1 多彩な輸送能力を示す輸送担体の輸送分子機構の解明とその機能リポジショニング
2 薬物の生体膜透過における細胞外タンパク質(血清アルブミン)と薬物輸送担体との相互作用機構の解明
3 pH変化に応じて活性調節を受ける医薬品輸送担体の輸送機構の解明と輸送担体が関与する薬剤性臓器障害の発症機構の解明
4 P糖タンパク質や有機アニオン輸送担体(OATP1B3)などの輸送担体を介した薬物間相互作用および生薬由来成分の輸送に関わる薬物輸送担体の解明
学生から見た研究室
『D2滝口貴晴』
先生が講義で説明されるように、薬物動態学は薬の一生を科学する学問です。薬の体内動態であるADME(吸収・分布・代謝・排泄)の過程を明らかにし、期待する薬効や毒性・副作用の回避を予測して投与設計を行います。これらの情報は、医薬品開発、臨床での服薬指導や疑義照会などに用いられ、効果の高い薬物治療に貢献しています。

**データ抜粋:**

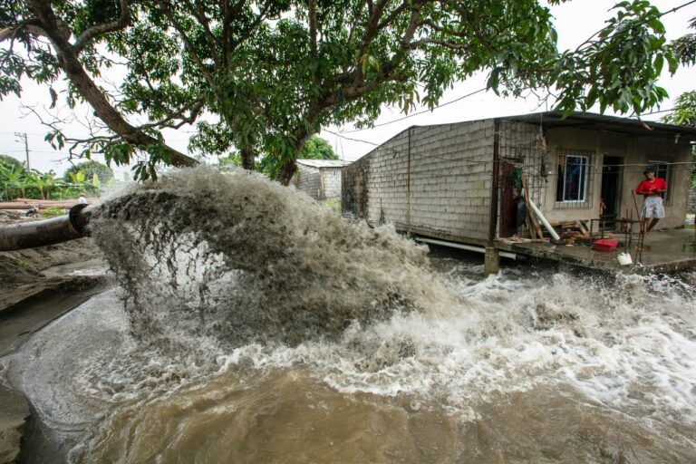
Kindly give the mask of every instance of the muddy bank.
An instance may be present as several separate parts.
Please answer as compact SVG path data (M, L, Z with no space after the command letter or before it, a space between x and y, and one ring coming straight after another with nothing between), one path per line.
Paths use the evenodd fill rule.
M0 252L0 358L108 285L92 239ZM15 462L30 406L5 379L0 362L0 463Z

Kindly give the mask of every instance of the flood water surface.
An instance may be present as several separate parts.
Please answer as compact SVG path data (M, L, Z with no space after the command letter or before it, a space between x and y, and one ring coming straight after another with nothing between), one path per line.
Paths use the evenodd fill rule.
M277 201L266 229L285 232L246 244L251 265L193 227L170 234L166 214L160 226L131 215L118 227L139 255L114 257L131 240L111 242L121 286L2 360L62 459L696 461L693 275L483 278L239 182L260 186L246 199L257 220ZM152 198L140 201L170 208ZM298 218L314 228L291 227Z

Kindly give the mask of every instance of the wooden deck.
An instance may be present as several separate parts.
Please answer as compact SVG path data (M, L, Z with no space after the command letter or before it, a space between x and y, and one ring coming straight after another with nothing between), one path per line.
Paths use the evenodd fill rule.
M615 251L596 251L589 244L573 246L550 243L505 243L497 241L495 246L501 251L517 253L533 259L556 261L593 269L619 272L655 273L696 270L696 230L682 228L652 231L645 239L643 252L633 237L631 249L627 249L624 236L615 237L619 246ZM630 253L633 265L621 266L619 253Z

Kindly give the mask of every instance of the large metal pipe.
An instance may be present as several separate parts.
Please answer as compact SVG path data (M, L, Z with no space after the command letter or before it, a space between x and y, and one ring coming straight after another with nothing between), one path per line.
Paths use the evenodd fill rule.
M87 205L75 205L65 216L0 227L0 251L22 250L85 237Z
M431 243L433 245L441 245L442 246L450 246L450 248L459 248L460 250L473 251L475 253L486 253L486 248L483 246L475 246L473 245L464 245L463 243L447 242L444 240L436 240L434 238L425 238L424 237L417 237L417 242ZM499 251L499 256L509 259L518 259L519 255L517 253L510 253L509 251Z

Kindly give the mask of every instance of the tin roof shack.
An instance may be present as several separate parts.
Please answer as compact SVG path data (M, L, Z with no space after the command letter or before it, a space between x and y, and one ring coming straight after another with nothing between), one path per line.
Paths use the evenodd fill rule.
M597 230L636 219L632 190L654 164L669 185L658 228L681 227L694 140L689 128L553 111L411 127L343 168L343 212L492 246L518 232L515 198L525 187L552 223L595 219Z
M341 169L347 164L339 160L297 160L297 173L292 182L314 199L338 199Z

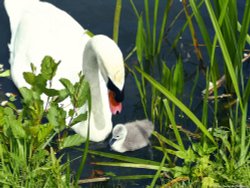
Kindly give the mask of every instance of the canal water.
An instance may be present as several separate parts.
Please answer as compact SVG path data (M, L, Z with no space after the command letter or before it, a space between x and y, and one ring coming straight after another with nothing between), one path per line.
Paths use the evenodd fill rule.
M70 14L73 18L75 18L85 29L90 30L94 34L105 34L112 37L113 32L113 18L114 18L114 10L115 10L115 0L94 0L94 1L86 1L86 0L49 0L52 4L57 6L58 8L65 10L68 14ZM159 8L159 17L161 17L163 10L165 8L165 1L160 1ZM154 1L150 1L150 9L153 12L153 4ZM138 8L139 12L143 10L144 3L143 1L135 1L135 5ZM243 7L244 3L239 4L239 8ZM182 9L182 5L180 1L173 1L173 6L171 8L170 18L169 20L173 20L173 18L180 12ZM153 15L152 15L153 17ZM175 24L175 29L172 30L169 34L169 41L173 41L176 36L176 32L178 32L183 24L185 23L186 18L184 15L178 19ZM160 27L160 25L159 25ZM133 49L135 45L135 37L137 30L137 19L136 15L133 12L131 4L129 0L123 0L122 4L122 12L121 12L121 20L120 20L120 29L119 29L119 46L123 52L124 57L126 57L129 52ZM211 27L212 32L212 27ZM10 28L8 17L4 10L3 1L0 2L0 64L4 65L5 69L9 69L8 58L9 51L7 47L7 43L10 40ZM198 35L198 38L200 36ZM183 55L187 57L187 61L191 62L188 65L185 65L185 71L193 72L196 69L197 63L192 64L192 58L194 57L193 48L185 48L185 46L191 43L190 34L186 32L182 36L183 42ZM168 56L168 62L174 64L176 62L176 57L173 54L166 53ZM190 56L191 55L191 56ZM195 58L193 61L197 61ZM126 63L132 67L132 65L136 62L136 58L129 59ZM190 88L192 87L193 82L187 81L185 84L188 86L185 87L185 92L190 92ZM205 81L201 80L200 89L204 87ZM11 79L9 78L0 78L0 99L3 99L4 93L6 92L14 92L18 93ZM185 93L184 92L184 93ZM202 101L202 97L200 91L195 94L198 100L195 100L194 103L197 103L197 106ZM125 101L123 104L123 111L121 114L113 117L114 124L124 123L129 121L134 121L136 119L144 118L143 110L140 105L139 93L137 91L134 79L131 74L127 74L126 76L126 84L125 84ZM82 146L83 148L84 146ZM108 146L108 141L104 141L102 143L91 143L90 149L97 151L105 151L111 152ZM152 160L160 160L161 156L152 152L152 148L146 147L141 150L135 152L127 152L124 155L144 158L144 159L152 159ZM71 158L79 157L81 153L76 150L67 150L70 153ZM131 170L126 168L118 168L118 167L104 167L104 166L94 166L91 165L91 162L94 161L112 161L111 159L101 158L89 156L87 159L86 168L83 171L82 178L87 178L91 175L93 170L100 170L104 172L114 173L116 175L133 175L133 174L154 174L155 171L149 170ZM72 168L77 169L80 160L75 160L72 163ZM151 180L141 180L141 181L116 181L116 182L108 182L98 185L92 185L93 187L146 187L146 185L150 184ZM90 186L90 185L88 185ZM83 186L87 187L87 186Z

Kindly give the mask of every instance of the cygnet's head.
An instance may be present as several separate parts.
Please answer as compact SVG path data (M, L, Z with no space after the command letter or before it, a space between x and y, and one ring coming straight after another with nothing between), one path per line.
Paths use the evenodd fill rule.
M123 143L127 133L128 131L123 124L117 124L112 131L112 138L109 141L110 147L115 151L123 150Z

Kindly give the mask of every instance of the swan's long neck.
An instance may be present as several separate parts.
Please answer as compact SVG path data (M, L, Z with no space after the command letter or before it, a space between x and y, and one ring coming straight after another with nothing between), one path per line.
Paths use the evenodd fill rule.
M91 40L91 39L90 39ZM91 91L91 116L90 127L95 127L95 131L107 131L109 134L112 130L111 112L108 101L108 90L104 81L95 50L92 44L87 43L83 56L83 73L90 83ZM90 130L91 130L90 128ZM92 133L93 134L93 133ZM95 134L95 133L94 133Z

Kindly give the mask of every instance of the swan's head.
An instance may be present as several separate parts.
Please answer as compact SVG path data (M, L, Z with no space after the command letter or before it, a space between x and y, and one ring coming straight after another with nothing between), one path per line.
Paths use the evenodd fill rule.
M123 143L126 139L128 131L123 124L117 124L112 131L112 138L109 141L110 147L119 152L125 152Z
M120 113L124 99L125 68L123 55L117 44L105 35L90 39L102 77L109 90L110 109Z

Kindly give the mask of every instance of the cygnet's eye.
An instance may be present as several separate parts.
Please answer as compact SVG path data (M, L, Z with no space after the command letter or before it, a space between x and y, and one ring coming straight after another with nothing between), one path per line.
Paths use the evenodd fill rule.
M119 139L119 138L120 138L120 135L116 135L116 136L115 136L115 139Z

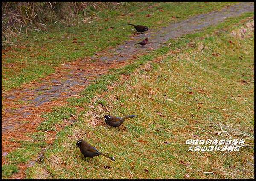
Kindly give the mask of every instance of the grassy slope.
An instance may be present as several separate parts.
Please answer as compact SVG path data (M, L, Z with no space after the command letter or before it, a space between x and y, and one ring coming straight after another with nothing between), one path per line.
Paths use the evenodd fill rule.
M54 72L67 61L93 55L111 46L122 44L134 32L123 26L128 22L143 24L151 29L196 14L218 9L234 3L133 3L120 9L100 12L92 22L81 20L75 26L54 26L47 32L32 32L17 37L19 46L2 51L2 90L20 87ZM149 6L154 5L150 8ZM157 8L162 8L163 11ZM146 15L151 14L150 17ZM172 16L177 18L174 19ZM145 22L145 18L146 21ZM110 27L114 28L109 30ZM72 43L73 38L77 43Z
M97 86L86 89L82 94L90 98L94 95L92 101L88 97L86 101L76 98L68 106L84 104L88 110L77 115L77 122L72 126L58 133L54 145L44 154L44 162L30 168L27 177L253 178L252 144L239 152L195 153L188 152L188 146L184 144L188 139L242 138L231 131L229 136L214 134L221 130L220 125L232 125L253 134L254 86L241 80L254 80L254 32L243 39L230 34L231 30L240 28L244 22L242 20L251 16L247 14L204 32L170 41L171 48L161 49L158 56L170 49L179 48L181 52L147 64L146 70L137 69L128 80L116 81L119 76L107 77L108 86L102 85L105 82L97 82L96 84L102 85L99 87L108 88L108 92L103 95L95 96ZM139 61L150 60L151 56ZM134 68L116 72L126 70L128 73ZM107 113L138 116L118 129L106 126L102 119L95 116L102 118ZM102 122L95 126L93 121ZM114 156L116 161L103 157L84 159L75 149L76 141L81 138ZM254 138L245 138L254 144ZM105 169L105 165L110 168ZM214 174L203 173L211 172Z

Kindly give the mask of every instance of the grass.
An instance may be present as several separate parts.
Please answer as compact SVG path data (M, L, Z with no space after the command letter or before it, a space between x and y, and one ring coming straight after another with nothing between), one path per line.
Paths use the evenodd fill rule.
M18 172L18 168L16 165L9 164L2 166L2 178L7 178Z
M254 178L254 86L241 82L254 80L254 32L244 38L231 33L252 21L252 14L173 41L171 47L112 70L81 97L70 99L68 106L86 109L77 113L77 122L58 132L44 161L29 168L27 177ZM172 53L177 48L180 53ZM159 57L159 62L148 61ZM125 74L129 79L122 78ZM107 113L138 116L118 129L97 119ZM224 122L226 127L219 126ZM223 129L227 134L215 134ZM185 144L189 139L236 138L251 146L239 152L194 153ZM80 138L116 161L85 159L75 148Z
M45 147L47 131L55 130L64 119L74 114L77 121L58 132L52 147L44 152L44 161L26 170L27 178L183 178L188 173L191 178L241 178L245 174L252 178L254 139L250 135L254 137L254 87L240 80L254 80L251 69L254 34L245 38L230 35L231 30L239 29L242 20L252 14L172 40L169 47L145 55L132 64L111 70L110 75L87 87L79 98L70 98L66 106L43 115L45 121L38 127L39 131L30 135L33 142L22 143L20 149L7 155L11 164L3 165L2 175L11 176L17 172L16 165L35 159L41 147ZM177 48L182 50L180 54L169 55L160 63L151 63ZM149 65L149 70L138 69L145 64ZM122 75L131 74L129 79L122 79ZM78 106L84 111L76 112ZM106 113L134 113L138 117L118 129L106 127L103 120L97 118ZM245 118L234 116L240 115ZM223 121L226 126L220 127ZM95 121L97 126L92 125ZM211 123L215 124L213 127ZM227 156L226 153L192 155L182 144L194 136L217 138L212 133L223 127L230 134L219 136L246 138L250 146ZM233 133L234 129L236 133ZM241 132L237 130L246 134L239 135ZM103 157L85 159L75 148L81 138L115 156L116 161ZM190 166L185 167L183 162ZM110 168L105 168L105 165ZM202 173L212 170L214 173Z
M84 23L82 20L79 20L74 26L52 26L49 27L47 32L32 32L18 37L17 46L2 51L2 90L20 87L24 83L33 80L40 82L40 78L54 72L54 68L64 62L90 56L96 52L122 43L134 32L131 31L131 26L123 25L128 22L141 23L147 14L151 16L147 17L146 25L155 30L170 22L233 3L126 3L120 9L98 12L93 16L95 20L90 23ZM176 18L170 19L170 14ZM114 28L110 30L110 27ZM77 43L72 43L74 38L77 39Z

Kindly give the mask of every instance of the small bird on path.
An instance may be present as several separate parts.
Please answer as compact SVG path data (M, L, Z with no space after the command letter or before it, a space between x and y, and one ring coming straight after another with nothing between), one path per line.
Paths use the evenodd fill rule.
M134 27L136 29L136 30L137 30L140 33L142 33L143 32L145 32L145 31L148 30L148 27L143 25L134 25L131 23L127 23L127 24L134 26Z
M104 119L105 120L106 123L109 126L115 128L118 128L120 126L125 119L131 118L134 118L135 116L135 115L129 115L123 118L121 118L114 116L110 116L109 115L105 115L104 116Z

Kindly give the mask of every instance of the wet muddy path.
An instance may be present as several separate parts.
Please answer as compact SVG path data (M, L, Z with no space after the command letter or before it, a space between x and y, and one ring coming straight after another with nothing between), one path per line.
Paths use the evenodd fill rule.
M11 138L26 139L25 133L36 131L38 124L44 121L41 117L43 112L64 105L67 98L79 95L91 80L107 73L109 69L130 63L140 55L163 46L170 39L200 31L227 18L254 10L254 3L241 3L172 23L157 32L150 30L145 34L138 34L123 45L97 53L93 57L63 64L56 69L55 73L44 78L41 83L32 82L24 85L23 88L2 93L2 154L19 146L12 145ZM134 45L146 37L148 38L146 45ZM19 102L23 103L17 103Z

**演習課題:**
**A)** 研究室紹介の文によれば、薬物動態学とはどのような学問か。
**B)** 研究室紹介の文を、最後の文の後から書き継いでください。
リストは研究室紹介の文とは別個の資料である。

**課題別解答:**
**A)** 薬の一生を科学する学問である。

**B)**
当研究室の主な研究テーマは、ADME過程の全てに関与する、薬物の輸送担体(トランスポーター)です。培養細胞やアフリカツメガエルの卵母細胞などを用いて、既知の輸送担体の機能解析や未知の輸送担体の探索を行っています。私は、腎臓の近位尿細管に発現する輸送担体に注目し、薬物の再吸収や尿毒素の蓄積への関与を研究しています。薬剤性腎障害の回避や、慢性腎臓病(CKD)の予防に繋がる研究であり、その社会的意義を感じながら、日々研究に務めています。
当研究室はフレックスタイム制を採用していて、趣味や遊び、アルバイトの時間も確保しながら研究を進められます。自由ではある反面、実務実習や就職活動、国家試験対策など5、6年次は、やるべきことが多く、自己管理能力が重要です。また、研究は個人やテーマ毎に進めていますが、研究室というコミュニティでは協調性も求められます。このような自己管理能力や協調性は、薬剤師としても、研究者としても必要であり、研究生活を通して身に付けたいものと考えています。